PROBLEMS AND TASKS:
a. Please retype from the hydrogen fuel-cell text the part that opens with the words containing "The Memorandum of" and closes with "demonstration by 2025.".
b. For each statement, say yes or no as to whether the hydrogen fuel-cell text supports it, and quote the deciding words from that text. (i) The agreement between Rolls-Royce and Hyundai Motor Group sets out five strategic aims. (ii) The joint fuel-cell electric-aircraft demonstration is planned for 2030. (iii) Hydroplane is based in Los Angeles.

Hydrogen is a clean, abundant, and efficient form of energy, especially when used in fuel cells to generate electricity.
“Battery-powered propulsion to fuel larger aircraft over longer distances is not possible with today’s technology,” explains Matthieu Thomas, Airbus’ ZEROe Aircraft Lead Architect. “Hydrogen fuel cells could be a great alternative because they can generate—with zero emissions—significantly more power and energy for a given weight. This makes fuel cells an extremely interesting technology to achieve our ambitions.”
Hydrogen fuel powerplant benefits include:
- Regional transport range; longer flight times than battery-powered engines.
- No battery charging required.
- Zero carbon emissions.
- Reduced noise signature.
Both Hyundai and Rolls-Royce share a vision of leading the AAM segment via battery-electric and fuel-cell electric solutions to the Urban Air Mobility (UAM) and Regional Air Mobility (RAM) markets and advancing sustainable aviation.
The Memorandum of Understanding (MOU) between Rolls-Royce and Hyundai Motor Group includes five strategic aims:
- Collaborating on the technology development and requirements of power and propulsion systems for Hyundai’s Advanced Air Mobility Division.
- Collaborating on the industrialization of Rolls-Royce power and propulsion systems for the Advanced Air Mobility market.
- Development of electric propulsion systems based on hydrogen fuel cells as an energy source for Hyundai’s RAM platforms.
- Collaborating to bring to market a joint fuel-cell electric propulsion system to the wider AAM market.
- Delivering a joint fuel-cell electric-aircraft demonstration by 2025.
Hydrogen Fuel-Cell Power Plant
Elsewhere, Los Angeles-based Hydroplane has announced a pre-launch, no obligation waitlist for the first Hydroplane hydrogen fuel-cell power plants. Pilots and aircraft owners on the waitlist will have the first opportunity to purchase Hydroplane's modular hydrogen fuel-cell power plant and will receive regular updates on the company's progress.

DATA SECTION:

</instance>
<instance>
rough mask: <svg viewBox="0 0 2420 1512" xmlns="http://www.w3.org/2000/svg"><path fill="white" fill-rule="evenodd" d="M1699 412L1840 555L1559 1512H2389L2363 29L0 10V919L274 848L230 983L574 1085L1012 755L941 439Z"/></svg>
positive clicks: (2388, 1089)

RESPONSES FOR EACH TASK:
a.
The Memorandum of Understanding (MOU) between Rolls-Royce and Hyundai Motor Group includes five strategic aims:
- Collaborating on the technology development and requirements of power and propulsion systems for Hyundai’s Advanced Air Mobility Division.
- Collaborating on the industrialization of Rolls-Royce power and propulsion systems for the Advanced Air Mobility market.
- Development of electric propulsion systems based on hydrogen fuel cells as an energy source for Hyundai’s RAM platforms.
- Collaborating to bring to market a joint fuel-cell electric propulsion system to the wider AAM market.
- Delivering a joint fuel-cell electric-aircraft demonstration by 2025.

b.
(i) Yes: "includes five strategic aims"
(ii) No: "Delivering a joint fuel-cell electric-aircraft demonstration by 2025."
(iii) Yes: "Los Angeles-based Hydroplane"